##### Materials provided #####

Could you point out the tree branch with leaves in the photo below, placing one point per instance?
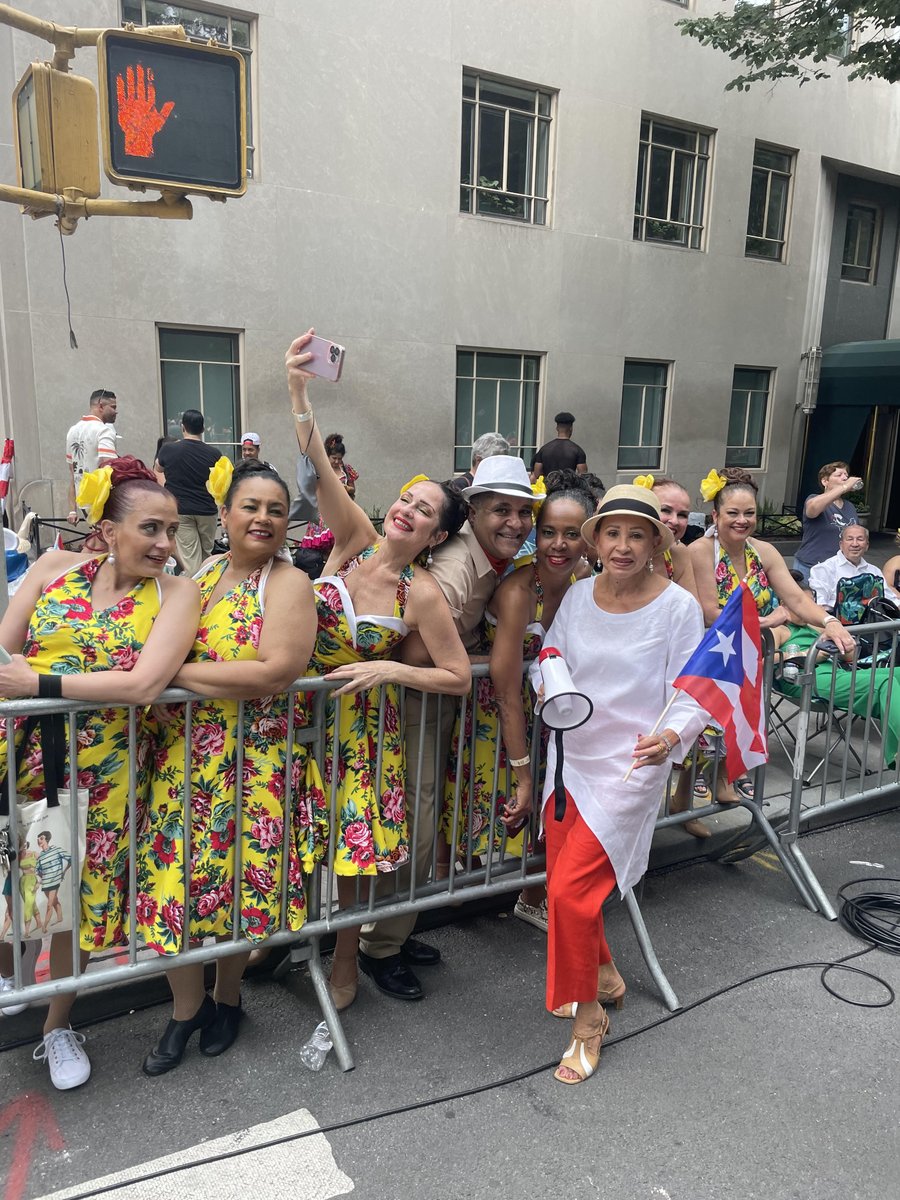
(790, 39)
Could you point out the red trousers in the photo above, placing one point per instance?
(580, 877)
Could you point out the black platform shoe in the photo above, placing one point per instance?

#####

Copy all of the records above word for word, leaving out the pictures.

Could you point out the tree branch with leaves in the photo below, placing one point per instance?
(790, 39)
Could you point out the red trousers in the photo above, placing one point per instance?
(580, 877)
Could you point out the black platform shoe in the photo above, placing one point per instance?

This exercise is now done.